*Records for the exercise*

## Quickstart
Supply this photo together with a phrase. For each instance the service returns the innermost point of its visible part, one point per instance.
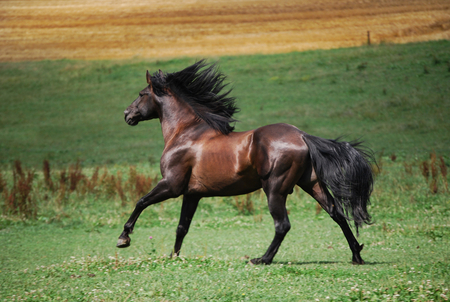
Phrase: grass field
(61, 245)
(394, 96)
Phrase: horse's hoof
(121, 243)
(257, 261)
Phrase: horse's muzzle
(131, 118)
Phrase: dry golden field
(104, 29)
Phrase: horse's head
(145, 107)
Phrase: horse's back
(280, 151)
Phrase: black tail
(345, 170)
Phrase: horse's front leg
(162, 191)
(188, 208)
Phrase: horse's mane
(201, 85)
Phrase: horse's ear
(149, 80)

*Objective*
Rewrite every line of the material above, phrases included, multiplying each point coordinate by 1.55 and rounding to the nearest whole number, with halves rounded up. Omit the pictures.

*Finished exercise*
## Quickstart
Supply this photo together with a phrase. For each instance the service returns the innermost point of its visible part, one point per instance.
Phrase: grass field
(95, 380)
(611, 149)
Phrase: horse's hoof
(188, 377)
(398, 405)
Phrase: horse's muzzle
(203, 183)
Phrase: dry golden field
(161, 45)
Phrase: horse's head
(225, 166)
Phrase: horse's back
(434, 234)
Phrase: black tail
(535, 264)
Phrase: horse's front leg
(251, 296)
(291, 322)
Phrase: horse's mane
(312, 132)
Phrase: horse's ear
(231, 124)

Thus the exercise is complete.